Stated problem – Convert every line of the data below into a JSON array of strings, one string per line, and skip any blank lines.
[Start Data rows]
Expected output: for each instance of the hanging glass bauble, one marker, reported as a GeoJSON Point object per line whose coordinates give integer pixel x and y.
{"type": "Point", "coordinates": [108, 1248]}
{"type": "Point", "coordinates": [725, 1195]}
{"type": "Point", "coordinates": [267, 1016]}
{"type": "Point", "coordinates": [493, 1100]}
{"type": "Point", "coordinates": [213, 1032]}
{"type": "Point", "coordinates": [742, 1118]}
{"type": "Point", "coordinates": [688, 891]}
[End Data rows]
Written solution –
[
  "Expected output: for each instance of the hanging glass bauble, one marker, reported as a GeoJSON Point object per line whose coordinates give integer pixel x and y.",
  "{\"type\": \"Point\", \"coordinates\": [108, 1248]}",
  "{\"type\": \"Point\", \"coordinates\": [725, 1195]}",
  "{\"type\": \"Point\", \"coordinates\": [267, 1016]}",
  "{\"type\": \"Point\", \"coordinates\": [493, 1100]}",
  "{\"type\": \"Point\", \"coordinates\": [213, 1032]}",
  "{\"type\": \"Point\", \"coordinates\": [742, 1118]}",
  "{\"type\": \"Point\", \"coordinates\": [688, 891]}"
]